-- Begin Source passage --
Interviews

Corey Lee Doesn’t Want to Over-Think or Under-Think His Food

Photo: J. Barmann/Grub Street

Yesterday Grub Street grabbed a few minutes with French Laundry alum and 2006 Chron Rising Star Corey Lee about Benu, his first solo restaurant opening in mid-August in the former Hawthorne Lane/TWO space (22 Hawthorne Lane). Long before opening, the restaurant started generating a boatload of buzz, and Lee is one of those ambitious chefs with a lot of obvious talent who tends to draw both investors and press.

Lee talked with us about his ideas of what fine dining means these days, reinterpreting Ming dynasty dishes, and his hopes for satisfying the ever more demanding (and knowledgeable) customer base out there.

Back when you were just a budding chef, or before, what did you imagine as your ideal of a restaurant?
Corey Lee: Growing up I didn’t have any aspirations to be a chef. In fact I never even considered being in the restaurant business. Although even at a very early age, when my family came over to this country, I could see that differences in food, as they relate to cultural differences, were a really important thing. I saw that food occupied a bigger role than just satiating hunger. I got my first restaurant job right out of high school, mostly because I needed a job, and as soon as I got into my first kitchen I liked that it was a very fair environment. People who do well and excel are rewarded and they advance. It’s a very fair thing. And I liked that it combined physical elements with cerebral elements, and sometimes, rarely, it involves elements of real artistry. So I wanted my restaurant to be a place where chefs could get a certain degree of mentorship and a place that rewards hard work. As for the style and the food — I want it to be someplace you come not just because you’re hungry but also because you’re looking for an experience, something unique.
-- End Source passage --
-- Begin Data block --
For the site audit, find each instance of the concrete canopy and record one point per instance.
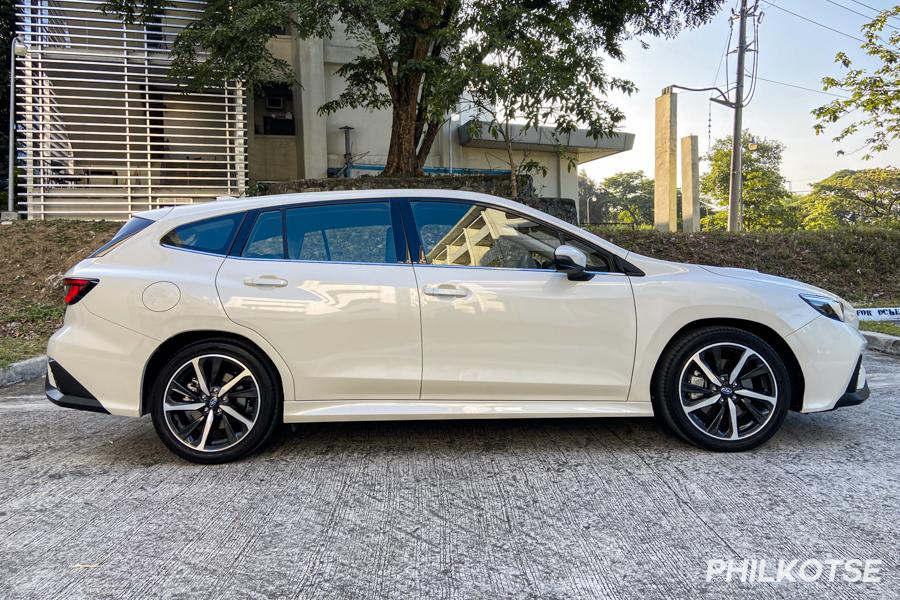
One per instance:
(544, 139)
-- End Data block --
= The tasks =
1. Rewrite the Corey Lee interview from "Photo: J. Barmann/Grub" up to and including "base out there.", putting "ton" in place of "boatload".
2. Carry on the Corey Lee interview from the point where it stops.

= Task responses =
1.
Photo: J. Barmann/Grub Street

Yesterday Grub Street grabbed a few minutes with French Laundry alum and 2006 Chron Rising Star Corey Lee about Benu, his first solo restaurant opening in mid-August in the former Hawthorne Lane/TWO space (22 Hawthorne Lane). Long before opening, the restaurant started generating a ton of buzz, and Lee is one of those ambitious chefs with a lot of obvious talent who tends to draw both investors and press.

Lee talked with us about his ideas of what fine dining means these days, reinterpreting Ming dynasty dishes, and his hopes for satisfying the ever more demanding (and knowledgeable) customer base out there.

2.
To that end, where do you see the balance between the intellectual and the sensual in food?
They’re connected, and you can’t have one without the other. In order to deliver something sensual, an intellectual process is required. You might be inspired by something sensual. Like this. [Touching the smooth, sanded concrete bench in the restaurant’s courtyard.] Feeling something like this gives you a certain sense of texture, but in order to translate that into something you eat it requires a certain intellectual and physical process. That’s one of the unique things about cooking. It’s one of the only things I can think of that requires you to use all of your senses.

What would you say to people who say that with food and restaurants it’s all just about what tastes good?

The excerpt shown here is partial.